> **TASK REQUIREMENTS**: Transcribe every line of the listing below without any deviation.

> **SUPPLIED MATERIAL**:
>>>

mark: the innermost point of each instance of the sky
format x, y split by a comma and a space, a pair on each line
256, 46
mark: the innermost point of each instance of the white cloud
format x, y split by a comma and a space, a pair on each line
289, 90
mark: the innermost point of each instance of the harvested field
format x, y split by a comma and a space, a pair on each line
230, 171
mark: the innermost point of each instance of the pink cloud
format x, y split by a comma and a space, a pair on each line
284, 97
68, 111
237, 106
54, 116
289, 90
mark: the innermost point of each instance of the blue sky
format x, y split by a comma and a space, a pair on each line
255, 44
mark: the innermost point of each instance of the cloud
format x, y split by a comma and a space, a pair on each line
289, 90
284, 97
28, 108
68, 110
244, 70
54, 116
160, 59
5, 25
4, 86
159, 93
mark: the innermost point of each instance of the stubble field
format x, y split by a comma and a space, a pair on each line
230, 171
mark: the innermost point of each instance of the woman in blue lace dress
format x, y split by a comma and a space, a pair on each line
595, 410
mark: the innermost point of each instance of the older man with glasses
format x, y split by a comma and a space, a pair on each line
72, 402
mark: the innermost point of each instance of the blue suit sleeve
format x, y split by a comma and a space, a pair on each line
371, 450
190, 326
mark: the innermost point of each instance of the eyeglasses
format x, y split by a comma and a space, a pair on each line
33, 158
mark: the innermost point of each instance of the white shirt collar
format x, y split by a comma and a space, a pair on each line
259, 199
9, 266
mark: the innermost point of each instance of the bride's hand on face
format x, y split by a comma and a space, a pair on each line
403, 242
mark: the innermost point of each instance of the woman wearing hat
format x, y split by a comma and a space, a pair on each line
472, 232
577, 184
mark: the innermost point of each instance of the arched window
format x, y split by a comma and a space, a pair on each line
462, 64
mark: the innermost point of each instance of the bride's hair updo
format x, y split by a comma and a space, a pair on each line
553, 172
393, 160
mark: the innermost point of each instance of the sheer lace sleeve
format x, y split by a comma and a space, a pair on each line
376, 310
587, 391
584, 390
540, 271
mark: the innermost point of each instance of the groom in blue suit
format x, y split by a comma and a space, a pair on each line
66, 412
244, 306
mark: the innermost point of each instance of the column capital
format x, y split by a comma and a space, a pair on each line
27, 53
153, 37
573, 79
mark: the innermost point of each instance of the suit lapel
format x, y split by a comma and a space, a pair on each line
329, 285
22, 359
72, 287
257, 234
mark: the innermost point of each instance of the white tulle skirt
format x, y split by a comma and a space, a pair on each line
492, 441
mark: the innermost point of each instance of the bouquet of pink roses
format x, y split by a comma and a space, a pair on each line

<<<

> **CORRECT ANSWER**:
mark: the innermost point of each instance of the sky
format x, y split by a comma and a space, a pair on each line
256, 46
mark: the innermost point of each instance of the white cloud
format x, y split by a comma and a space, a pair on each line
289, 90
mark: the innermost point of each instance of the harvested field
format x, y split by a comma and a space, a pair on each line
230, 171
mark: the innermost point of each instance of the pink cloud
format x, y split by a comma and a space, a pair on each line
284, 97
68, 111
237, 106
54, 116
289, 90
mark: the innermost point of each instance of the blue sky
format x, y split by a comma and a space, a pair on each line
255, 44
mark: the innermost point of each instance of the cloud
format x, y split by a comma and a space, a pair on each line
289, 90
284, 97
28, 108
68, 110
244, 70
54, 116
160, 59
5, 25
4, 86
159, 93
mark: the innermost point of each instance of the stubble field
format x, y split by a comma and a space, a pair on each line
230, 171
mark: the innermost point of each instance of the woman in blue lace dress
format x, y split by a comma and a space, a pair on each line
595, 410
mark: the innermost point of each instance of the older man with glasses
format x, y split by a comma and a space, a pair on each line
72, 402
mark: the innermost point of each instance of the blue suit sleeve
format x, y split by a comma and a space, a pair on each line
371, 450
190, 326
mark: the innermost point of each instance of the eyeglasses
format x, y split by a comma and a space, a pair on each line
33, 158
mark: the innermost point of each instance of the white shirt collar
format x, y split by a comma and a space, a pair on each line
259, 199
9, 266
mark: the innermost point of each instance of the bride's hand on face
format x, y split by a comma and a space, a pair on each line
403, 242
mark: the innermost point of each instance of the woman wearing hat
format x, y split by a comma and a space, a pair on each line
472, 232
577, 184
mark: the innermost point of each instance of the arched window
format x, y split by a comma and a space, a pair on each line
462, 64
mark: the innermost point of each instance of the bride's hair updo
format x, y split by a comma and a space, a pair on each line
553, 172
393, 160
mark: the innermost point of each instance of the sheer lace sleeve
format x, y split by a comma and a space, a pair on each line
376, 310
587, 391
584, 390
540, 271
mark: the innermost point of each instance of the groom in blue suit
format x, y split by a comma and a space, a pair on each line
66, 412
244, 306
mark: the innermost point of each instance of the column capital
format x, y split by a comma and a space, a pair on each line
27, 53
153, 37
573, 79
mark: the innermost point of each instance of the suit lapel
format x, y split by a comma and a space, a pair on each line
329, 285
22, 359
72, 287
257, 234
mark: the innermost point of each instance of the white tulle skirt
format x, y split by a comma and a space, a pair on each line
492, 441
mark: the innermost point of each instance of the bouquet of pink roses
format x, y split by a comma and a space, a pair on each line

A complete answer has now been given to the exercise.